» Exercise passage
----

Church and secular relief officials are warning that the Sahel region of Africa, devastated several years ago by drought and famine in which tens of thousands died, is facing a similar crisis this year.

Deaths

WILLIAM BARCLAY, 70, Church of Scotland clergyman and theological educator, world-renown Bible scholar, and author of The Daily Study Bible; in Glasgow, Scotland, after suffering for months from Parkinson’s disease.

CECIL A. KETTLE, 68, founding director and former president of Christian Nationals’ Evangelism Commission, an early advocate of “national-to-national” outreach; in Santa Cruz, California, after a long illness.

Calm has returned to Briansk in the Soviet Union. The legally recognized Baptist congregation there had moved in September into a building its members had constructed without a building permit across the street from a monument to Lenin. Police evicted the worshippers in a scuffle that resulted in a number of reported injuries and international press coverage. Through negotiations with denominational and government officials, the congregation recently purchased a building described as comfortable and accessible, and services are now being held there.

The future of missionary work in Bangladesh, a nation of 83 million, is uncertain. Visas of older missionaries are not being renewed, and government officials say they want to phase out all Protestant workers eventually. One edict called for everyone to be out this year, but under diplomatic pressure the order was withdrawn, according to mission sources.

----

» Dataset entries
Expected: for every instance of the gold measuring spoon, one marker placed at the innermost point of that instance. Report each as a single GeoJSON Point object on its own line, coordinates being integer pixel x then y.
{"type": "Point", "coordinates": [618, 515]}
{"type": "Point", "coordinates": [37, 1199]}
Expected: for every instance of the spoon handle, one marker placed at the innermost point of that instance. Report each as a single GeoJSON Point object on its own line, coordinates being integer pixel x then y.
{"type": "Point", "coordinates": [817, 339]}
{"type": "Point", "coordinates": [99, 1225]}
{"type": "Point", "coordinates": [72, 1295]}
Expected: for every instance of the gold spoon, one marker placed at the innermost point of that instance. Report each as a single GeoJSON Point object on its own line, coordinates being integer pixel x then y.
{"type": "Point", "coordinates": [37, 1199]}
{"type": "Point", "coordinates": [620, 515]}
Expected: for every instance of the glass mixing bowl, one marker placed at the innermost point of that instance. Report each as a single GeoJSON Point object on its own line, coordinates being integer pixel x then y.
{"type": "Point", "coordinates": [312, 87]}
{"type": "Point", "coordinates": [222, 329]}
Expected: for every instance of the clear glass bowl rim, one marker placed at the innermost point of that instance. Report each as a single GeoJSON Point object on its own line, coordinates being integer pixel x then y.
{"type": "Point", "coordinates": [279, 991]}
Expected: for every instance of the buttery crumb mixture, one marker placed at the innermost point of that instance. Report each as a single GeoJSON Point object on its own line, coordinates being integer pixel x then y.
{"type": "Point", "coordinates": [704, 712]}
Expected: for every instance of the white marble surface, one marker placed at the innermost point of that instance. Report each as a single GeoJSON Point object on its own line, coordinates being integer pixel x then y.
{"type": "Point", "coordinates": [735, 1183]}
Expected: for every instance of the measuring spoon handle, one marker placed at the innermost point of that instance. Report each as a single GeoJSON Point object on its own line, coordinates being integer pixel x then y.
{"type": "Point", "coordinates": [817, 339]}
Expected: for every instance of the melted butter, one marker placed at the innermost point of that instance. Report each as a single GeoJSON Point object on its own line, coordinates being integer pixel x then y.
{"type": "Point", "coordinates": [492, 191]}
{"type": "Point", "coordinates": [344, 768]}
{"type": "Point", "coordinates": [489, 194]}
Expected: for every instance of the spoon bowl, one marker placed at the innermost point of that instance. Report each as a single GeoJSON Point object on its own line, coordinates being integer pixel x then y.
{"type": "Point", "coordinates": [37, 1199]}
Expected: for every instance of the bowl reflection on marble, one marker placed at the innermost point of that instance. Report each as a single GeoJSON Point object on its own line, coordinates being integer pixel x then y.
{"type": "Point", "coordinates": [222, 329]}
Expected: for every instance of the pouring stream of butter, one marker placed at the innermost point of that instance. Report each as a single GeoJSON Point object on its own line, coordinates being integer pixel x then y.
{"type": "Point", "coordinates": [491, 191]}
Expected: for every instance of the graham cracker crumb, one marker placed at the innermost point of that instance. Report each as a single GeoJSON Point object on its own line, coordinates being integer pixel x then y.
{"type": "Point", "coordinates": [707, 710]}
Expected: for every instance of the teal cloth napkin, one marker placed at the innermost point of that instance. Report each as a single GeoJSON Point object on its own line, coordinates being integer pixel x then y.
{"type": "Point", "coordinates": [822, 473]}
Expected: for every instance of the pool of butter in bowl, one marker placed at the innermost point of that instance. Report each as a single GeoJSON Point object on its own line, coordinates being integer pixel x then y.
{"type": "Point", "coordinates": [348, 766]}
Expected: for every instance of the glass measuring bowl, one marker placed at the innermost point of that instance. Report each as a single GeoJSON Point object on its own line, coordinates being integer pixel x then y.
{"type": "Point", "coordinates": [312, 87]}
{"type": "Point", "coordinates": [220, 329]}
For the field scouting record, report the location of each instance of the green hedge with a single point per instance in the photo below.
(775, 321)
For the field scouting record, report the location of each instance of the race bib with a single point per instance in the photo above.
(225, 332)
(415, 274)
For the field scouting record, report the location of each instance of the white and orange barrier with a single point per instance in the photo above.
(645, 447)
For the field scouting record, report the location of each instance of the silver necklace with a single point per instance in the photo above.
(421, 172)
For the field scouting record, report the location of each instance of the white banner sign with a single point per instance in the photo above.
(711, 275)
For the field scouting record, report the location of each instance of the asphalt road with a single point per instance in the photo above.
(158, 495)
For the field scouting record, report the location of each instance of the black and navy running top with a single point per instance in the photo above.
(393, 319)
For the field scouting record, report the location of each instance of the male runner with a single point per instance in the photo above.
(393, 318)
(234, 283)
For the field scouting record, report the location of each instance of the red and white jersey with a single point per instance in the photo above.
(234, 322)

----

» Prompt 1
In the religious news digest, what disease had William Barclay suffered from for months before his death?
» Prompt 2
Extend the religious news digest from its final sentence.

» Reply 1
Parkinson's disease.

» Reply 2
The Roman Catholic, Anglican, Presbyterian, Methodist, and Evangelical churches of Ghana last month announced their reciprocal recognition of Christian baptism. Baptism will not have to be repeated if administered in accord with the “rightful forms” of Christ’s command, said a joint statement. The statement also said that the church bodies will seek to work toward unity in all sectors of church life and doctrine.

Operation Mobilization now has a second ship, an older but larger vessel than the Logos, known in ports from Europe to the Far East for its book exhibits (and gospel outreach). The new acquisition has been rechristened Doulos (Greek for “servant”).

Erratum

A typographical error in the January 27 issue resulted in the misspelling of the name of Walter Kaiser, former president of the Evangelical Theological Society.